* _Material supplied_:

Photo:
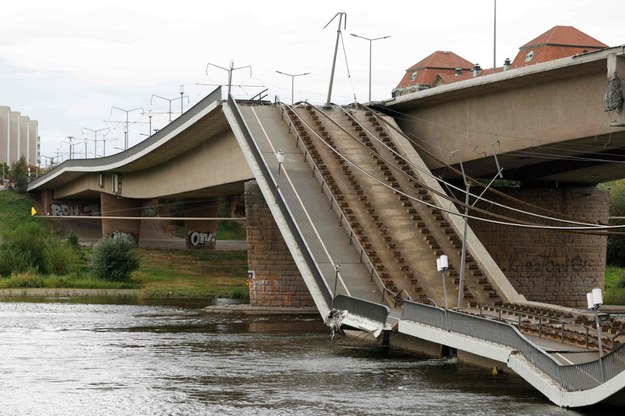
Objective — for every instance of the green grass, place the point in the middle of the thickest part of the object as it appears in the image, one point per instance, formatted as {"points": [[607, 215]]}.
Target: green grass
{"points": [[195, 273], [162, 273], [614, 286], [14, 208]]}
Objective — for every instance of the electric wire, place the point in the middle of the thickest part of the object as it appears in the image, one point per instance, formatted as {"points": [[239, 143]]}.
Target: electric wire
{"points": [[513, 222]]}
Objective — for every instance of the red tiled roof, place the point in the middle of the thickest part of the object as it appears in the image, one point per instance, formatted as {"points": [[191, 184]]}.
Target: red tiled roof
{"points": [[442, 59], [558, 42], [424, 72], [564, 36]]}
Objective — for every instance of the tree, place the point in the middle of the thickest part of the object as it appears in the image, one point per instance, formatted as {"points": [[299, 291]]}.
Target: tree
{"points": [[114, 259], [616, 243], [19, 173]]}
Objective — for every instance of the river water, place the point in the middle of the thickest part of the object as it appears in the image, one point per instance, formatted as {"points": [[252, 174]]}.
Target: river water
{"points": [[101, 359]]}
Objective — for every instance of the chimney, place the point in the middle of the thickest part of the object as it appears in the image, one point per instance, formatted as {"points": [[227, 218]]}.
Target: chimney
{"points": [[506, 64], [477, 70]]}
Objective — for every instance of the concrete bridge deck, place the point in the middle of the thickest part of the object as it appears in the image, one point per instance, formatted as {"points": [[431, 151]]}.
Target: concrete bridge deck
{"points": [[349, 194]]}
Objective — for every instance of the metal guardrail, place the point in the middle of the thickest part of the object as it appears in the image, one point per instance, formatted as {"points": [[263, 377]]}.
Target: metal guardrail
{"points": [[359, 307], [362, 307], [353, 238], [572, 377], [213, 97]]}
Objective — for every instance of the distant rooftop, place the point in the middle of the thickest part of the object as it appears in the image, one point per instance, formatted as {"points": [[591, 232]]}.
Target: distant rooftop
{"points": [[445, 67]]}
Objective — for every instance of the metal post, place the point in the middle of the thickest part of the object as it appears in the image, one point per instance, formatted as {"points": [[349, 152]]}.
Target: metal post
{"points": [[230, 70], [370, 55], [336, 49], [600, 343], [181, 99], [293, 83], [127, 112], [337, 268], [463, 257]]}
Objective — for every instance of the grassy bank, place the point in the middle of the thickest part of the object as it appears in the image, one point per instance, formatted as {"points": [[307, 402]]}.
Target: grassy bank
{"points": [[614, 293], [162, 273]]}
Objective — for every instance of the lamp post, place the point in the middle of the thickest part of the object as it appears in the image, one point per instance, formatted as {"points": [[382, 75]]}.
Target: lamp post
{"points": [[229, 70], [181, 90], [293, 82], [442, 264], [150, 122], [95, 138], [337, 269], [595, 300], [126, 129], [280, 156], [370, 54], [71, 146]]}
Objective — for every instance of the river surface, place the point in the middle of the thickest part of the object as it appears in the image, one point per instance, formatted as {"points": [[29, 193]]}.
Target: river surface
{"points": [[100, 359]]}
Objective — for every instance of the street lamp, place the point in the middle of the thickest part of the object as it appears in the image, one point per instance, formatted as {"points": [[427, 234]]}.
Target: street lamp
{"points": [[95, 138], [370, 53], [292, 81], [126, 129], [595, 300], [442, 264], [181, 90], [280, 156], [71, 146]]}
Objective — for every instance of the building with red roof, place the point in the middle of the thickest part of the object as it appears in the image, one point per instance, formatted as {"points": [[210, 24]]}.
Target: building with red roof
{"points": [[558, 42], [444, 67]]}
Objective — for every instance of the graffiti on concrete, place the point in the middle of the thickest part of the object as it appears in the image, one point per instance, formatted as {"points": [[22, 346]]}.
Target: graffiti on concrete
{"points": [[200, 240], [130, 238], [59, 209], [543, 264]]}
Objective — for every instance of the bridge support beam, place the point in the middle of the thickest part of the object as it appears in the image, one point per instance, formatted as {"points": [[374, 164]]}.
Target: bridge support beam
{"points": [[549, 265], [201, 234], [120, 207], [274, 279]]}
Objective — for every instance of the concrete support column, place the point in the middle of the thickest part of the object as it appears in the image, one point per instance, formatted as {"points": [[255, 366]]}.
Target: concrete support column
{"points": [[549, 265], [120, 207], [201, 234], [274, 279]]}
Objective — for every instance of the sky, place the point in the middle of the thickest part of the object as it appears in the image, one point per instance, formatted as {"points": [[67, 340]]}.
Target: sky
{"points": [[67, 63]]}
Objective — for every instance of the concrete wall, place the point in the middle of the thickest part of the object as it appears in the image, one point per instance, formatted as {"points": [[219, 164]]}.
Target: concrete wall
{"points": [[549, 266], [213, 163], [14, 137], [33, 143], [121, 207], [5, 128], [24, 138], [276, 280], [519, 118]]}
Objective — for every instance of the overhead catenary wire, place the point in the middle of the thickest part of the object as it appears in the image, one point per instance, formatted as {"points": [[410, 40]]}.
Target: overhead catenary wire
{"points": [[474, 181], [511, 222]]}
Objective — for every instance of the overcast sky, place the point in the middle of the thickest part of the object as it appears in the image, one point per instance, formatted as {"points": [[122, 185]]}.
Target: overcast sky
{"points": [[65, 63]]}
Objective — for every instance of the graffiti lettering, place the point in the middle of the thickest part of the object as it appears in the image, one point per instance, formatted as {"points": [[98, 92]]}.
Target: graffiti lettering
{"points": [[543, 264], [199, 239], [63, 210]]}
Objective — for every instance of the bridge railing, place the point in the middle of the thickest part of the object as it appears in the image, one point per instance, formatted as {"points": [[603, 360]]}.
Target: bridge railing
{"points": [[353, 238], [572, 377], [361, 307], [279, 200], [365, 309]]}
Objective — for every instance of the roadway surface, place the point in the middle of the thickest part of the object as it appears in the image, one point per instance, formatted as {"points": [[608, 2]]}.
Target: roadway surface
{"points": [[319, 224]]}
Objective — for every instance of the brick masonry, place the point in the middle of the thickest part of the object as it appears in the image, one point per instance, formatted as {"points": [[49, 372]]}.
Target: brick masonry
{"points": [[276, 280], [549, 266]]}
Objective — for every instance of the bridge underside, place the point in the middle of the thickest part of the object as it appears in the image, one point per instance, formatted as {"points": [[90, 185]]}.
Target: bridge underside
{"points": [[546, 124]]}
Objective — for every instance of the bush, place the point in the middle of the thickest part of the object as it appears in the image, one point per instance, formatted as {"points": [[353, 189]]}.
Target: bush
{"points": [[24, 249], [114, 259], [61, 258]]}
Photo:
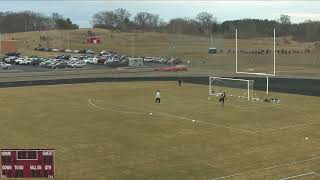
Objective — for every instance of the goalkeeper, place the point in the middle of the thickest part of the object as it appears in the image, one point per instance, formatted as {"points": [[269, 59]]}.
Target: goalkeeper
{"points": [[222, 98]]}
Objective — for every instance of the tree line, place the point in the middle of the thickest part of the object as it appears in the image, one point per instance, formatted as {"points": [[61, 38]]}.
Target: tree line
{"points": [[205, 24], [30, 21]]}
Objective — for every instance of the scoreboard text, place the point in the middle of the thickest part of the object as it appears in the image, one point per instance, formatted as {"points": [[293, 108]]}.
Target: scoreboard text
{"points": [[27, 163]]}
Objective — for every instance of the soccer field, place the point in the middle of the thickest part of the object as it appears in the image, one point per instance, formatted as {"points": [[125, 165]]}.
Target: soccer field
{"points": [[106, 131]]}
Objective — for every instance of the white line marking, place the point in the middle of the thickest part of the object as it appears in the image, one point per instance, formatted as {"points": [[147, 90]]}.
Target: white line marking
{"points": [[89, 100], [300, 175], [169, 115], [286, 127], [268, 168], [128, 112], [219, 125]]}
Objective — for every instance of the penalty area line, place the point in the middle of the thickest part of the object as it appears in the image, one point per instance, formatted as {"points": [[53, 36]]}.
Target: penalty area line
{"points": [[169, 115], [267, 168], [286, 127], [300, 175]]}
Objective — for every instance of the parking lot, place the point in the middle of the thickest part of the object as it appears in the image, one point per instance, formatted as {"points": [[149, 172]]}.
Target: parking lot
{"points": [[69, 62]]}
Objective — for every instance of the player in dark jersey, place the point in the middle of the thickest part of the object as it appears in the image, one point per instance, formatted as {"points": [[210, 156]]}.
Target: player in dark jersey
{"points": [[222, 98]]}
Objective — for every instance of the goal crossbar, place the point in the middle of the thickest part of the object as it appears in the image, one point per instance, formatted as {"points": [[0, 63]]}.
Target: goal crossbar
{"points": [[249, 83]]}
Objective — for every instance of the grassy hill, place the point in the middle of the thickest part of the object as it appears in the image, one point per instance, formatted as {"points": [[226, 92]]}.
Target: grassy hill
{"points": [[148, 43], [187, 47]]}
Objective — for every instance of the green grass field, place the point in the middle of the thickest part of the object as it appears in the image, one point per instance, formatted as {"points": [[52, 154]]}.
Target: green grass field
{"points": [[105, 131]]}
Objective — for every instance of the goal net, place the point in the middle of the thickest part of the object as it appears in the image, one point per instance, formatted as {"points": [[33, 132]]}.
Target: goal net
{"points": [[240, 88]]}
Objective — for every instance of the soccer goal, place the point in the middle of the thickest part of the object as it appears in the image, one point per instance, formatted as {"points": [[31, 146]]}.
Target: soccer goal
{"points": [[240, 88]]}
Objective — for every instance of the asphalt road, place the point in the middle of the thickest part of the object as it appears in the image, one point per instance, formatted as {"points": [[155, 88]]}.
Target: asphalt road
{"points": [[31, 76]]}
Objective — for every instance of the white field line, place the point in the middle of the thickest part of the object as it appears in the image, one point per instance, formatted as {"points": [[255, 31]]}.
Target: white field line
{"points": [[184, 118], [268, 168], [300, 175], [169, 115], [128, 112], [286, 127]]}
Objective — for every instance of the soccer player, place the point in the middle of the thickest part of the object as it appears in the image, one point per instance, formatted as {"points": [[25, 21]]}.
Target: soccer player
{"points": [[221, 98], [157, 97]]}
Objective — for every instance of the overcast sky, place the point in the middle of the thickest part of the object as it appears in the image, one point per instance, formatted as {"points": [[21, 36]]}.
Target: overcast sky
{"points": [[81, 12]]}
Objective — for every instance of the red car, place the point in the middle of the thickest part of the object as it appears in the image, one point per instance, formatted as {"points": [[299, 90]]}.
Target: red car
{"points": [[174, 68]]}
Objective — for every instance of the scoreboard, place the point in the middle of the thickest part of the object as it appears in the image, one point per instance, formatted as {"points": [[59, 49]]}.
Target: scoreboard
{"points": [[27, 163]]}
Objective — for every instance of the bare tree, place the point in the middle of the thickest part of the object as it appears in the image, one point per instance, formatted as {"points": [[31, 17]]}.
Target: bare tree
{"points": [[284, 19], [205, 20]]}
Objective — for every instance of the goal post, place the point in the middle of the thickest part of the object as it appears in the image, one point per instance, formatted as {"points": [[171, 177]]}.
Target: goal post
{"points": [[241, 88], [267, 75]]}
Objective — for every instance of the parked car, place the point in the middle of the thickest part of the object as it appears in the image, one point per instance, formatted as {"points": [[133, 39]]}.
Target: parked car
{"points": [[149, 59], [4, 65], [90, 51], [59, 65], [13, 54], [82, 51]]}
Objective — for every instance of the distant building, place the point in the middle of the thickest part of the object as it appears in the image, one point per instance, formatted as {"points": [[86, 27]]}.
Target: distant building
{"points": [[135, 62], [7, 46], [93, 40]]}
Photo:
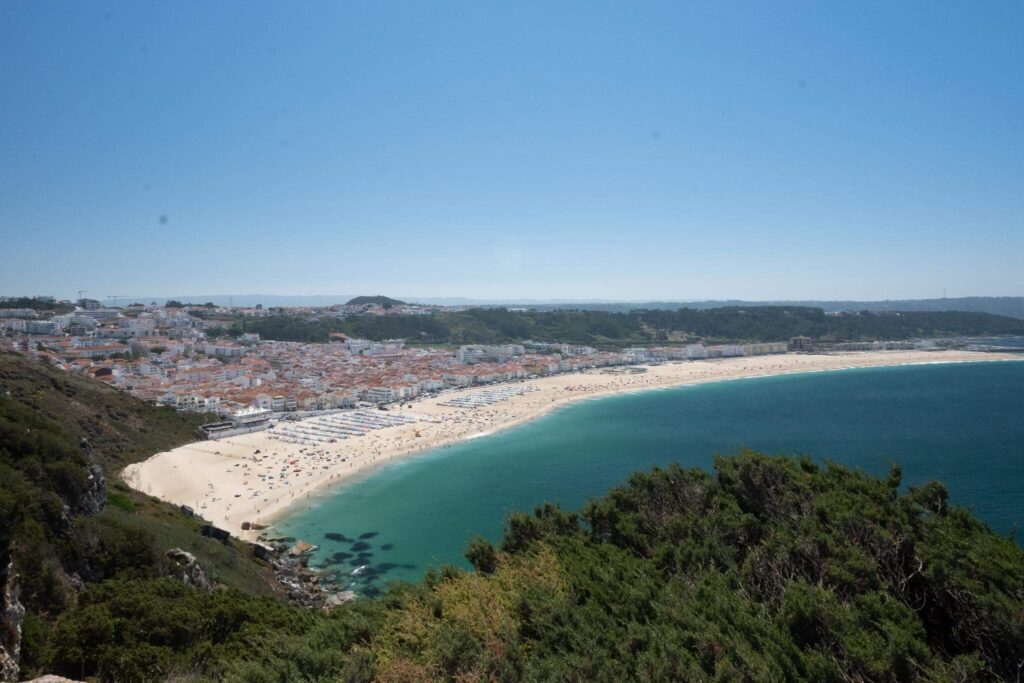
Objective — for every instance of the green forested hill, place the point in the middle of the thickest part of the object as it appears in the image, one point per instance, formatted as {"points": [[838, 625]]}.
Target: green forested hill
{"points": [[733, 324], [765, 569], [61, 528]]}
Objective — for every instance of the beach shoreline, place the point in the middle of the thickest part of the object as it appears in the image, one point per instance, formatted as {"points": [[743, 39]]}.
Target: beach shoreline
{"points": [[258, 478]]}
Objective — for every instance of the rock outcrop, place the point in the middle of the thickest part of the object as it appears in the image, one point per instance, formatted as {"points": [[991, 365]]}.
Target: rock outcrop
{"points": [[94, 499], [188, 569], [11, 613]]}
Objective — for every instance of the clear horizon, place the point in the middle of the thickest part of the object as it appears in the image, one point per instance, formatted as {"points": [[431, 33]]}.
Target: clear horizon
{"points": [[551, 152]]}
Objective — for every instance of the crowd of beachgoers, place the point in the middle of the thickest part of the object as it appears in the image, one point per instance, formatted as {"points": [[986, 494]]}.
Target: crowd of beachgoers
{"points": [[256, 477]]}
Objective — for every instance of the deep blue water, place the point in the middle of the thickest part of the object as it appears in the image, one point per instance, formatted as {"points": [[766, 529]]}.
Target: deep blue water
{"points": [[962, 424]]}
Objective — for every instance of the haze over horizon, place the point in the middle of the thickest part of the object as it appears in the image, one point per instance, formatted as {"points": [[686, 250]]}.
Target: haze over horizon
{"points": [[627, 153]]}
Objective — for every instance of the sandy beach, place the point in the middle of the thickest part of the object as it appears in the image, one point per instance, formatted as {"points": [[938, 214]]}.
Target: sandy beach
{"points": [[257, 477]]}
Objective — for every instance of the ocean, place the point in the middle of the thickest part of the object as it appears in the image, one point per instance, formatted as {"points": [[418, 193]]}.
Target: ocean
{"points": [[962, 424]]}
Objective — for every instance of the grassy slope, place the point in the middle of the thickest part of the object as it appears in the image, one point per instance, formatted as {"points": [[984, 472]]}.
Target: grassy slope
{"points": [[124, 430]]}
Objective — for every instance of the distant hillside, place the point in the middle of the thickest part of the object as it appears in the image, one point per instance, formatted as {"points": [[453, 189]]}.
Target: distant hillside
{"points": [[739, 324], [374, 301], [764, 569], [1011, 306]]}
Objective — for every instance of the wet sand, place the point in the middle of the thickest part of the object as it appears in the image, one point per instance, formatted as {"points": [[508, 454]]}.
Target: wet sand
{"points": [[257, 478]]}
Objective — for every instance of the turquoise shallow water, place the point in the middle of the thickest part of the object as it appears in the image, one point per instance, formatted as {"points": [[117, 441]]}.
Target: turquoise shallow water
{"points": [[962, 424]]}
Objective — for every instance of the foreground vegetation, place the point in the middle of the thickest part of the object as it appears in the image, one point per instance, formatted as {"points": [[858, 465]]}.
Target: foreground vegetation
{"points": [[640, 327], [765, 569]]}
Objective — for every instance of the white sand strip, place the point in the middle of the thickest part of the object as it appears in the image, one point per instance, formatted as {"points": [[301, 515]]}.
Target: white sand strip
{"points": [[256, 477]]}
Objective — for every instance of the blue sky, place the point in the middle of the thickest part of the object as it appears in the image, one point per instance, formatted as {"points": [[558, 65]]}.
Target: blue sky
{"points": [[580, 150]]}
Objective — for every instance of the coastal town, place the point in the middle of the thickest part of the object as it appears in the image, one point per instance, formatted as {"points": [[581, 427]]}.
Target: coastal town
{"points": [[164, 354]]}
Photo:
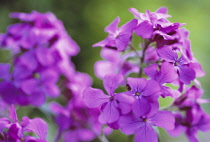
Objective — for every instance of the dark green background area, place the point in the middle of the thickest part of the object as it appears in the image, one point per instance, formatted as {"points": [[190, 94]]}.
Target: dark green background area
{"points": [[85, 21]]}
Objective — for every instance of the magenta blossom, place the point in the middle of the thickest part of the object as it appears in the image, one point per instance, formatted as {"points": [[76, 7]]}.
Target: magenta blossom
{"points": [[141, 124], [118, 38], [113, 104], [15, 129]]}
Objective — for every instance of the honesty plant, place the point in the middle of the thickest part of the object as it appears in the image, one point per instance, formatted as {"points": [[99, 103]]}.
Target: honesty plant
{"points": [[134, 78], [164, 57]]}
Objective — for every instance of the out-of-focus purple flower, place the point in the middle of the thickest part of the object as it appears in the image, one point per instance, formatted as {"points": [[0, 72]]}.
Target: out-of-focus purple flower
{"points": [[76, 123], [166, 74], [118, 38], [15, 130], [141, 124], [185, 73], [113, 104], [41, 55], [115, 64], [145, 91], [194, 120], [191, 98]]}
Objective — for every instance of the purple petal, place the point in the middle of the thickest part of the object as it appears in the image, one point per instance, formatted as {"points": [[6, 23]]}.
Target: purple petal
{"points": [[4, 71], [111, 82], [4, 123], [129, 124], [144, 29], [163, 10], [30, 85], [167, 73], [164, 119], [109, 113], [28, 60], [86, 134], [152, 88], [198, 69], [125, 102], [13, 114], [44, 56], [141, 107], [101, 68], [135, 12], [167, 54], [24, 122], [52, 90], [101, 43], [146, 134], [151, 71], [122, 42], [128, 27], [94, 97], [167, 91], [38, 126], [186, 74], [113, 27], [137, 84], [39, 96], [49, 76]]}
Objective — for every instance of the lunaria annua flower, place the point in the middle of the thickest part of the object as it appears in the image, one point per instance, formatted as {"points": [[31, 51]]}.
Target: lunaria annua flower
{"points": [[41, 51], [13, 130]]}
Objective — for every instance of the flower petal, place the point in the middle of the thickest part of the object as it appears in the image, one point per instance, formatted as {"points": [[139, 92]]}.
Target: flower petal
{"points": [[94, 97], [111, 82], [164, 119], [129, 124], [38, 126], [109, 114], [113, 27], [146, 134]]}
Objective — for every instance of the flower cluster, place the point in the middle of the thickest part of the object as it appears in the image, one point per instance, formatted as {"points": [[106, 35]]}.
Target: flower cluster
{"points": [[164, 59], [11, 130], [41, 51], [134, 78]]}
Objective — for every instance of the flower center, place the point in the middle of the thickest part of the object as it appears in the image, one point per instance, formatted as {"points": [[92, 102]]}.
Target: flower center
{"points": [[137, 94], [176, 64]]}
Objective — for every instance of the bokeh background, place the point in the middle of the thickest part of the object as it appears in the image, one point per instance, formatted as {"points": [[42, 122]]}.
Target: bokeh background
{"points": [[85, 21]]}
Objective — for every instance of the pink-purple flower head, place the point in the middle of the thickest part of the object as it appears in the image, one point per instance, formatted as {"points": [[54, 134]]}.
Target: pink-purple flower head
{"points": [[118, 38], [114, 64], [194, 120], [113, 104], [16, 129], [76, 122], [141, 124], [145, 91], [166, 74], [184, 71]]}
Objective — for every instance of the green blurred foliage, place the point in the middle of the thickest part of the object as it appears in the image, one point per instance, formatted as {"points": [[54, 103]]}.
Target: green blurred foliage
{"points": [[85, 21]]}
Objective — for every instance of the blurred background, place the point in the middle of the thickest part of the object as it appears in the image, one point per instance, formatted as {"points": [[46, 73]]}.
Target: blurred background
{"points": [[85, 21]]}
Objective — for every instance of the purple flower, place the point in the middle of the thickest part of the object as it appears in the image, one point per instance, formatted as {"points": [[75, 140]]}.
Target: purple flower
{"points": [[149, 22], [185, 73], [194, 119], [141, 125], [145, 91], [115, 64], [167, 74], [113, 104], [41, 50], [76, 123], [15, 129], [118, 38]]}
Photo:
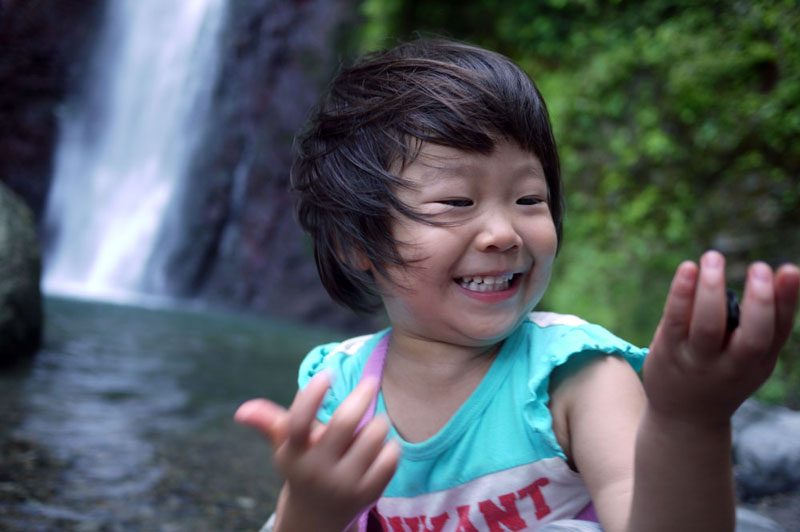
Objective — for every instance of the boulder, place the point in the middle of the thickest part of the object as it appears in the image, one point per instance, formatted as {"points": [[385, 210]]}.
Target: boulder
{"points": [[765, 449], [20, 272]]}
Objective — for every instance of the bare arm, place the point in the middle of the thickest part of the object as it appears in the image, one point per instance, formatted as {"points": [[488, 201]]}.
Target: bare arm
{"points": [[667, 466], [332, 473], [696, 376]]}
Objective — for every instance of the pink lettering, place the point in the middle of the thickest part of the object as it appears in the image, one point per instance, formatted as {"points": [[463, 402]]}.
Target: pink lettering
{"points": [[508, 516], [420, 524], [534, 491], [396, 523], [464, 524]]}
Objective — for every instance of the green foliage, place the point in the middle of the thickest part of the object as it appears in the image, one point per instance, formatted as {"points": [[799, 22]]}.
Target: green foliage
{"points": [[678, 126]]}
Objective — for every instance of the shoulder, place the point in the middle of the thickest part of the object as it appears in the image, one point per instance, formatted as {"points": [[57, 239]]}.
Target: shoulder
{"points": [[554, 339], [345, 362]]}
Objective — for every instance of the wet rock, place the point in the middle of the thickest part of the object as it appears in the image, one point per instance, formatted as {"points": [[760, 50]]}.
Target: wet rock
{"points": [[750, 521], [20, 271], [765, 449]]}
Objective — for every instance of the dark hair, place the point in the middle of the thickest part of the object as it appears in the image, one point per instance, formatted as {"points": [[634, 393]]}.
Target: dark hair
{"points": [[374, 118]]}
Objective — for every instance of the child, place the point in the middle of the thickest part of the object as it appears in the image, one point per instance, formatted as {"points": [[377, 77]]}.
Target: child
{"points": [[429, 181]]}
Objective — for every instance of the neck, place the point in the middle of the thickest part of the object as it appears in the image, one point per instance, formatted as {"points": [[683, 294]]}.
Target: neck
{"points": [[417, 360], [425, 383]]}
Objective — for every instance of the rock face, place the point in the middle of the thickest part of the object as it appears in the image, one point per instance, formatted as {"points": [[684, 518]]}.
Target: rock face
{"points": [[238, 242], [20, 271]]}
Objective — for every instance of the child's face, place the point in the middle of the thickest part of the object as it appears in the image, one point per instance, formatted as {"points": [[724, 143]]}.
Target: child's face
{"points": [[473, 279]]}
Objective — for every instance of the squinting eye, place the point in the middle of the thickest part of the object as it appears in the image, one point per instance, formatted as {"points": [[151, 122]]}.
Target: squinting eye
{"points": [[456, 202], [528, 200]]}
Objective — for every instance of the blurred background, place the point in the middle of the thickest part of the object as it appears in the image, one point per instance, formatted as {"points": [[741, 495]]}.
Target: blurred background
{"points": [[147, 145]]}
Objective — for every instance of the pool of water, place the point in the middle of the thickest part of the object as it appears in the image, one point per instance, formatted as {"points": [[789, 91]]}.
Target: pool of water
{"points": [[123, 420]]}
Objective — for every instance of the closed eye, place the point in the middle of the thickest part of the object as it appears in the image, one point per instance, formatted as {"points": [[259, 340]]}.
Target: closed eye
{"points": [[529, 200], [456, 202]]}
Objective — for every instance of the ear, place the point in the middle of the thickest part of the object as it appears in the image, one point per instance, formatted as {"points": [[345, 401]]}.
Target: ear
{"points": [[355, 258]]}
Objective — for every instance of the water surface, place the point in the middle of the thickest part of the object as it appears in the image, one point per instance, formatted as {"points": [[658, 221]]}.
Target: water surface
{"points": [[123, 420]]}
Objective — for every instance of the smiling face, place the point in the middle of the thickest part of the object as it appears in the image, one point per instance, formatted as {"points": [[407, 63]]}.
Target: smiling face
{"points": [[474, 276]]}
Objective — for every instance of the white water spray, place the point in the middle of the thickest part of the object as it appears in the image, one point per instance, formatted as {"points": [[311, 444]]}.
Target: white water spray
{"points": [[125, 145]]}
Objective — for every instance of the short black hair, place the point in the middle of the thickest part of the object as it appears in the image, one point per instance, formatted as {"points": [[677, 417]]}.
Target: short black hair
{"points": [[376, 114]]}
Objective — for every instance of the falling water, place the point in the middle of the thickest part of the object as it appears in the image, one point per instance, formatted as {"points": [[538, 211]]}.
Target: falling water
{"points": [[126, 144]]}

* _Objective_: Copy from the material, word for word, the lines beginning at the one that contains "Objective — for every instance of the shoulder, place" and ending with the one that contains "Target: shoulder", both included.

* _Result_:
Objective — for every instance of the shoulder, place the point in the middle of the thickest part of the object as it appears in the image, one point per instance, formatted as {"points": [[57, 239]]}.
Target: shoulder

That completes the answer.